*AIM*
Omit all images. Transcribe the rest of the material below exactly.

----------------

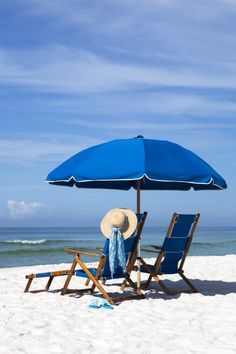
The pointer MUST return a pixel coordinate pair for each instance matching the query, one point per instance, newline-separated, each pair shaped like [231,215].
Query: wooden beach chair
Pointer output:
[171,256]
[94,274]
[98,276]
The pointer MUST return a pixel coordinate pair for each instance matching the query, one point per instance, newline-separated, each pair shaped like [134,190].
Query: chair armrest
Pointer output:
[148,250]
[74,252]
[156,247]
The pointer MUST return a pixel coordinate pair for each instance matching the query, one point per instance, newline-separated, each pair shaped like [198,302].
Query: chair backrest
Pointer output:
[177,242]
[130,245]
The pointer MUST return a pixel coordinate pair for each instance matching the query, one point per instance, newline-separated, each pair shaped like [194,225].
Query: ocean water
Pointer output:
[31,246]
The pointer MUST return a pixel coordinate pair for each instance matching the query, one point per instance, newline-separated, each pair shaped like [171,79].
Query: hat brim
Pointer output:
[132,222]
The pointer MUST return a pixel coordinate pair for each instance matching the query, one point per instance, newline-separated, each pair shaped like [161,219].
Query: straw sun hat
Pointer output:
[124,219]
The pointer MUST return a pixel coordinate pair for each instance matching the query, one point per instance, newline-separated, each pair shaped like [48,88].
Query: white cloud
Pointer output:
[22,209]
[60,69]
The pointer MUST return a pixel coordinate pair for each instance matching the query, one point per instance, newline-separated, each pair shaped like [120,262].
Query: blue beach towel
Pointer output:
[116,250]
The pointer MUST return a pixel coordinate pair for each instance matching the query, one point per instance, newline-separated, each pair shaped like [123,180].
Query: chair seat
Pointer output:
[169,270]
[81,272]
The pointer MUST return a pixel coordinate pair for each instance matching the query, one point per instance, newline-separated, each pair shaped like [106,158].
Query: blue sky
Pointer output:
[78,73]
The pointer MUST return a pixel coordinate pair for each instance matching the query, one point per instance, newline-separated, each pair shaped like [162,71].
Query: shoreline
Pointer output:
[51,323]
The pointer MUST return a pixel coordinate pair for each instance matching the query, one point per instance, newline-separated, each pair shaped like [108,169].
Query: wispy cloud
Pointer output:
[60,69]
[22,209]
[50,147]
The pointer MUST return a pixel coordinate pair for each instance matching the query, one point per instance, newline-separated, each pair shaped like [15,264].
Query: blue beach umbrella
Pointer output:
[144,164]
[139,163]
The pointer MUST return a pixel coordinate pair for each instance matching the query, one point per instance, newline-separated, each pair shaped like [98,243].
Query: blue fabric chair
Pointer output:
[102,272]
[172,254]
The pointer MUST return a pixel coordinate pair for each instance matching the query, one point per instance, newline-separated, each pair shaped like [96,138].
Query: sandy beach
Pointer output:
[186,323]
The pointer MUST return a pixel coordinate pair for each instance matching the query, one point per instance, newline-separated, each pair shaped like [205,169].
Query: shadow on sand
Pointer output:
[205,287]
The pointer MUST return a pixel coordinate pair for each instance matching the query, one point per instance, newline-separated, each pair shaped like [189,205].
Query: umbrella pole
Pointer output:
[138,249]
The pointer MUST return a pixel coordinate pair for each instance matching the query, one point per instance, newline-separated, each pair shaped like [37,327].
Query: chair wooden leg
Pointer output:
[49,283]
[188,282]
[69,276]
[28,285]
[87,282]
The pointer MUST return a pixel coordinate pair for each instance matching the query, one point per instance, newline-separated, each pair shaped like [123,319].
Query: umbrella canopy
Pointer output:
[119,164]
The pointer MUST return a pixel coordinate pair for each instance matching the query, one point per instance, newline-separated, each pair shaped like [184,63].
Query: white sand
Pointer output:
[190,323]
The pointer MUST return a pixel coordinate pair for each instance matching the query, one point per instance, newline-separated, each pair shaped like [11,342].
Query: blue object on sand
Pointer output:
[100,303]
[119,164]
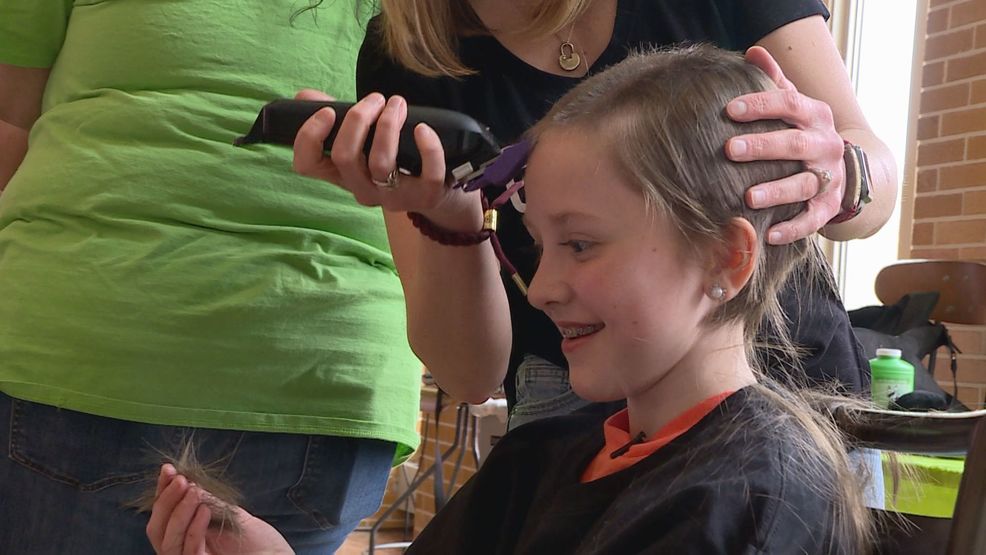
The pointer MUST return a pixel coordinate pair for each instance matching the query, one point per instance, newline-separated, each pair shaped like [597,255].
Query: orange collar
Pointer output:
[616,430]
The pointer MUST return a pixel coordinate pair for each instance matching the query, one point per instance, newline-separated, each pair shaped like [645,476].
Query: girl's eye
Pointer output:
[576,245]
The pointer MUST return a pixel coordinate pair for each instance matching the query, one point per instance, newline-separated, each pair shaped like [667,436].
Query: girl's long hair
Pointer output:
[661,116]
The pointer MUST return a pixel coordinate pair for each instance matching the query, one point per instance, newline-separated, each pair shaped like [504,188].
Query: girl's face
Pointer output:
[612,277]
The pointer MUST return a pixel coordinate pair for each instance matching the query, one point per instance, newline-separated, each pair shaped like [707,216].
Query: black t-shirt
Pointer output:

----------------

*EXPECTED OUTPUT*
The pointer MUST return a pixel coordinate pair for each instance matching the query, one point per instance, newline-separated, each pair shaped like [231,215].
Query: wooden beach chair
Pointer output:
[171,256]
[94,274]
[98,276]
The pointer MUST return a pixel coordinate pair for each instance matching the query, one point per instance, newline-separated, each pair shaped like [134,190].
Query: chair armrest
Pointer output:
[148,250]
[74,252]
[156,247]
The pointer MUST return a pixel coordinate pair for each instance matching the query, one point per instance, newline-separated, each pair shaped like [198,302].
Query: chair backrest
Pointer output:
[177,242]
[130,245]
The pointer MUST return a pixel coordinate pair for each instance matching the query, one point per instance, newline-separated, each pair shaped like [194,225].
Query: ocean water
Pointer output:
[31,246]
The pointer MUST return a pixel coordinate pair for each instance matching the query, one point per instance, newline-separated, each pair shaped like [171,79].
Query: hat brim
Pointer output:
[132,222]
The pointer MUST return a pixel coordinate pair for each instance matching the query, one point per instance, newline-separated, each pair shaped like [161,219].
Query: straw sun hat
Pointer output:
[124,219]
The pointer MUST return a pixel coordinate pair for each instance matching the query, one point per instance, newline-separated, each pair shaped like [48,88].
Query: white cloud
Pointer output:
[22,209]
[60,69]
The pointer MUST return a pixel coordinate pair for each instance matching the query, one point per instance, newline-separated, each pair shaped like [120,262].
Query: blue beach towel
Pointer output:
[116,250]
The pointer MUST return a pixel coordinate pair for each instance matching the query, one point per instance, newline-separated, each pair shaped like [123,180].
Query: chair seat
Pointer output:
[169,270]
[81,272]
The pointer MUST return a pixel coordinate pair for each instance matching the query, one point per instance, newline-separated, each pair shaped like [106,158].
Query: blue sky
Pointer output:
[78,73]
The pointer MUST return a pixel coordinate pair for each instance matching the query, one point per instance, newline-separated, each pair shaped like [162,71].
Query: shoreline
Pointer output:
[51,323]
The pointer MUST return a pixel coordinate pair for each instance matching the query, one point per instance, newline-separated, each pair shaped like [108,169].
Query: wispy cloud
Pointer output:
[60,69]
[22,209]
[50,147]
The pointer MUST return a pixel coordinate pair for each instance matching the query, one point per instance, newline-separated, each pair shaped like [15,264].
Query: blue beach umbrella
Pointer output:
[144,164]
[139,163]
The pointer MUST return a pixel coordinate pair for each instance matching the query, one point per instance, newline-separated, each pair shaped like [98,243].
Query: blue fabric chair
Pointer output:
[102,272]
[172,254]
The pointer MUST return a pixel coordinate pair for each instance matching the query, one point per instance, newline-separated, each pair shaped like [96,138].
Query: sandy beach
Pointer output:
[186,323]
The pointer MUST return a pixel coordinate pair for each instance matching the query, one point per instance, newline-separated, each pair shaped like [205,169].
Query: shadow on sand
Pointer output:
[205,287]
The pointer MUST return a pixel coordinate pair for each instance matching the query, one point per instance, newline-separated, each pair shaped like [189,205].
Query: umbrella pole
Pointer output:
[138,249]
The pointer MUST return a pixel coordinate pair for each instance matching the query, one point per instance, newline-separated, each pair shaped like [37,327].
Query: chair wooden leg
Pointer output:
[49,283]
[188,282]
[69,276]
[28,285]
[87,282]
The pointer MUST return a pixel coordinate pair for each instance matching the query, one point per instance, newline-separated, each pair shaped like [123,319].
Query: umbrella canopy
Pointer output:
[119,164]
The pointer MUST return a pixel coordinate pair for each instance matching the query, one point per instance, newline-separated, each pair shaped like [184,63].
Query: white sand
Pointer output:
[190,323]
The pointer MUST return a pixel coordinate pair for each instance matching the query, one point per instance, newline-separated, each pair shaped like [11,342].
Query: blue object on sand
Pointer output:
[100,303]
[119,164]
The pointer MUST return a pixel coordinate pair for each instance matching the query, one point per instance, newline-separated, each pair shaped like [597,255].
Query: orange collar
Pointer output:
[616,430]
The pointer MUST return a pixel coordinate pair for each instance matching the query, one point per instance, newline-separated, each pair shaped like [645,476].
Query: girl's eye
Pointer output:
[576,245]
The pointer MUST return a pixel coordinate pair for each instance matching the query, one point per instance, newline-separated, each pair shaped like [667,436].
Query: girl's long hair
Pointer output:
[661,116]
The pointer MUST return a pixel coordinate pair for each instance matching the query, one point per instance, newline-separated, each pair shaped like [504,188].
Query: girl's face
Pointer output:
[612,277]
The pointer MUST return a pixel coordinate pair for each instance matching the query, one point per instance, newline-separated, each pair shaped like [707,216].
Query: black t-shirt
Pointer output:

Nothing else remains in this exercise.